• [GOAL] Rewrite the part of the listing that opens with the line containing "the gray wool" and closes with the line containing "Target: black sneaker", putting "conifer" in place of "evergreen tree" and leaving everything else the same.

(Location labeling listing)
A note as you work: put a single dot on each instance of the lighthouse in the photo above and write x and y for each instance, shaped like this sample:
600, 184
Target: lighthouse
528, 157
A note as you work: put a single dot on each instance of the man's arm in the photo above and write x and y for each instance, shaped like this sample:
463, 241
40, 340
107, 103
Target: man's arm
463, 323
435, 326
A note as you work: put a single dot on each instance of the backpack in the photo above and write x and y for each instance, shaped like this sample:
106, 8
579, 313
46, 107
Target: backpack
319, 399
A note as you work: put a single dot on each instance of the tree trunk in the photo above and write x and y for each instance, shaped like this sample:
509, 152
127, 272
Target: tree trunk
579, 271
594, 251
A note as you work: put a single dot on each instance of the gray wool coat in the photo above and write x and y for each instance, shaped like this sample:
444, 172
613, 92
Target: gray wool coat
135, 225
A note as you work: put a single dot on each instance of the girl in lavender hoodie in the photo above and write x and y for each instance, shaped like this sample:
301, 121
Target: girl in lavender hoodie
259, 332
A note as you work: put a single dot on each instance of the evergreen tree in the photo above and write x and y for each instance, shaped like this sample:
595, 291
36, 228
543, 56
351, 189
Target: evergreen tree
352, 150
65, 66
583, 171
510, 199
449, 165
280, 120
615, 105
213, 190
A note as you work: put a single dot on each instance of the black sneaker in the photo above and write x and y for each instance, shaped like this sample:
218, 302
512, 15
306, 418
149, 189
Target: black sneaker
...
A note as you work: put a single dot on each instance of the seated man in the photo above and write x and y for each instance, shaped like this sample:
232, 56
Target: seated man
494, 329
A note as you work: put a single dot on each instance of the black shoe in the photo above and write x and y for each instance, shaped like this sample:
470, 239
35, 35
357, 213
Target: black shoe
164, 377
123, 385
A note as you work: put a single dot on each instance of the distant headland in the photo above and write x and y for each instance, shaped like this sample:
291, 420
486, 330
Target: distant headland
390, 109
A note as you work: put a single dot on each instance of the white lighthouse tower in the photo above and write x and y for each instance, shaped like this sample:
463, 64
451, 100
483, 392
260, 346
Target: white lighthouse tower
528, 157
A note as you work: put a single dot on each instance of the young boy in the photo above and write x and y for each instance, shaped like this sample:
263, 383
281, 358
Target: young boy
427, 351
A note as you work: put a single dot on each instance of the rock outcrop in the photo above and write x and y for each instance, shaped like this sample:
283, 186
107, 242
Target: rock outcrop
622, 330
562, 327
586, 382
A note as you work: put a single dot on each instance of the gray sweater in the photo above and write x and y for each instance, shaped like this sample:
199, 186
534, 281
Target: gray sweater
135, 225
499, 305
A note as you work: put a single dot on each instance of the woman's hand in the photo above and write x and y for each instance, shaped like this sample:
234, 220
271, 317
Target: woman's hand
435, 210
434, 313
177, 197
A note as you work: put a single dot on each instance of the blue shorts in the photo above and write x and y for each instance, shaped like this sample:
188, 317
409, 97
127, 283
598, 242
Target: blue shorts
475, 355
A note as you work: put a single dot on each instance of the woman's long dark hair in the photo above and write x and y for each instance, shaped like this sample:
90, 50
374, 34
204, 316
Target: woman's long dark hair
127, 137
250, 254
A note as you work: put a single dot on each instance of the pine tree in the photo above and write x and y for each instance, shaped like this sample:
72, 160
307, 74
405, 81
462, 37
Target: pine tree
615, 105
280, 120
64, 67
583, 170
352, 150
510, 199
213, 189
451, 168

• [WRITTEN REPLY]
A note as you work: put a single dot on each instance of the gray wool coat in the photo above and write x and y for each instance, shaped like this sample:
444, 172
613, 92
Target: gray wool coat
135, 225
A note as you work: put a single dot on each instance of the girl in lavender hoodie in the photo above and write x and y for each instance, shaped like this sample:
301, 121
Target: girl in lavender hoodie
259, 332
A note as you work: put a single dot on each instance of the conifer in the photo above and write x and y for each instance, shaped like this sample:
595, 291
36, 228
543, 56
351, 189
Target: conifer
352, 150
65, 66
583, 171
510, 199
449, 165
280, 120
615, 105
213, 190
A note as you work: put a single dot on each instance of the black sneaker in the photo above and write x and y for each instance, shaped like this sample:
218, 302
512, 15
306, 418
149, 189
Target: black sneaker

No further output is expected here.